• **DATA RECORDS**

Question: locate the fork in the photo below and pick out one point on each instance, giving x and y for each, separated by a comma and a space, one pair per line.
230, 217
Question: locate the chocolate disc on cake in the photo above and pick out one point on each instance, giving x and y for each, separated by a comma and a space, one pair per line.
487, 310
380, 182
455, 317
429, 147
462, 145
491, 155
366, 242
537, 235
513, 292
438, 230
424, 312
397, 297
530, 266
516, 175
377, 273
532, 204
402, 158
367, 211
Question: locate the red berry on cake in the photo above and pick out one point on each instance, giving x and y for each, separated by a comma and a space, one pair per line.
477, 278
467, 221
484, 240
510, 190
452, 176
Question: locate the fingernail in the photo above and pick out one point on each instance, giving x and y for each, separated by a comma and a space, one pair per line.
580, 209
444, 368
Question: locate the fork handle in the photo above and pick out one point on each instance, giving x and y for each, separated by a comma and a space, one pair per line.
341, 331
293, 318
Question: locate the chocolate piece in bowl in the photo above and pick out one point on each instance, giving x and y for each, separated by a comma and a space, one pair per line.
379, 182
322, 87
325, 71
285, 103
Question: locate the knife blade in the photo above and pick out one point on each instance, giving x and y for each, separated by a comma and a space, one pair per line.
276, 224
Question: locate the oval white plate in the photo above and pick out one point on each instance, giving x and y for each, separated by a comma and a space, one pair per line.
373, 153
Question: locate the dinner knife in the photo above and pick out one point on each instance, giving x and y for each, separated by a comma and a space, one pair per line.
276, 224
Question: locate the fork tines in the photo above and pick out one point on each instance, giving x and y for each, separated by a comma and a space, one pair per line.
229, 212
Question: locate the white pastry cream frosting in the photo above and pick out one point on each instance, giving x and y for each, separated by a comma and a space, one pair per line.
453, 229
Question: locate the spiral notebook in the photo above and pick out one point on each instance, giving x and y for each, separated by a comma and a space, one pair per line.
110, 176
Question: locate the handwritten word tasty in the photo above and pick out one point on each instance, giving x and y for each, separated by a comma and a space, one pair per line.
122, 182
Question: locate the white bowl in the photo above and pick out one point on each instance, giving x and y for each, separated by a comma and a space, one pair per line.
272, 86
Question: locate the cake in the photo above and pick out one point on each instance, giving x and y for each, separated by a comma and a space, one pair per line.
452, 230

• **THE REQUEST**
For this exercise, please retype exactly the lines in the listing from the line with "Question: locate the chocolate piece" through its last line, both ends included.

• **SOLVED PROBLEM**
Question: locate the chocolate piece in bowl in the photo above and pick out one point on each instance, giving x and y for each, separated by a comma and a space, one pair per line.
379, 182
322, 87
325, 71
285, 103
Question: locate the knife blade in the photo above and pick out one point on each instance, giving x and y for each, separated by a comma and a space, one pair per line.
276, 224
Question: locate the oval white plate in the photo above and pick out one point on each instance, giving x and y for each, separated by a comma and a space, one pair per line.
373, 153
Question: locate the dinner knife in the photo above and pick out one point on each instance, giving x and y for each, separated by a comma and a space, one pair per line.
276, 224
Question: locate the fork tines in the photo above and pick out one point on each instance, giving x and y for each, separated by a comma and a space, one pair per line.
229, 212
Question: locate the white pastry cream frosting in the photo above and pick out one point on each instance, giving x and y for each, separated by a comma and a space, one pair per line.
453, 229
Question: locate the spiral notebook in the photo above and pick out one point on each instance, giving x and y for each, separated by a comma and a space, one pair per line.
110, 176
Question: locate the handwritten word tasty in the photo above and pick out one point on each instance, giving x and y for each, separated by a comma and a space, one pair per line.
122, 182
Question: locate the white bowl in the photo above and pick out one point on each instance, giving x and y for each, separated by a comma and a space, one pair per line.
272, 86
Question: locate the cake in the photo above and pick out one point on each instance, giving x and y for each, separated by a comma and a space, one pair per line.
452, 230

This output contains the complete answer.